### EXTRACTED TEXT

Friday, October 12, 2012

Still...nothing.

OK.  Here we are at day 14.  Anything different?  Not really.  Sure I'm still eating pretty well, but nothing else is much different.  What is wrong with me? 

I have never been one to get the exercise high.  I get tired and sweaty.  I guess it's OK, but if you really want to stick with something I think it should do more than just make you tired.  It would be nice if I at least enjoyed it.  I've been trying to just do it anyway knowing it is good for me.  I'm not fond of it though.

I did have unrealistic expectations.  I had them based on what other people have experienced.  Why do I have to be different?  I don't know, but I apparently am.  I keep hearing awesome numbers and mine pretty much suck.  Maybe I'm doing it wrong?  I'm eating lots of protein, veggies and fruit.  Is that wrong?  I guess it's not fish everyday, but jeez. 

So now we leave tomorrow and I am going to spend my wonderful vacation the same as I always am only eating healthy and still not getting anywhere.  I will skip the cookies, ice cream and other lovely foods in favor of protein bars, fruit and water.  Blah.  At the end of this I will be pretty much the same as I was.  Should I be happy I didn't get worse?  Probably, but that wasn't my goal. 

I am so grumpy.  I think I need to go to bed early tonight.  My mood is foul.  Not exactly how I want to be on the eve of the happiest place on earth.

1 comment:

Aubrey said...

Have you been to the doc recently to get your thyroid and glucose levels checked. Just a thought. Also, for now, try letting go of the idea of numbers going down and just think about being healthier! (Lame, I know. But it helps me some what.)

### PROBLEMS TO SOLVE
1 - From the blog post, list the things the writer plans to have on vacation in place of cookies and ice cream.
2 - According to the blog post, what day has the writer reached?
3 - Print the section of the blog post from "Friday, October 12, 2012" to "wrong with me?".
The data that follow have no connection to the blog post.

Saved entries

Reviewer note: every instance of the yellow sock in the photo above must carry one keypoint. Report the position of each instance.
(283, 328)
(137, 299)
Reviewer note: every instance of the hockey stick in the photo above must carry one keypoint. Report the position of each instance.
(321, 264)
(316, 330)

### SOLUTIONS
1 - Protein bars, fruit, water

2 - Day 14.

3 -
Friday, October 12, 2012

Still...nothing.

OK.  Here we are at day 14.  Anything different?  Not really.  Sure I'm still eating pretty well, but nothing else is much different.  What is wrong with me?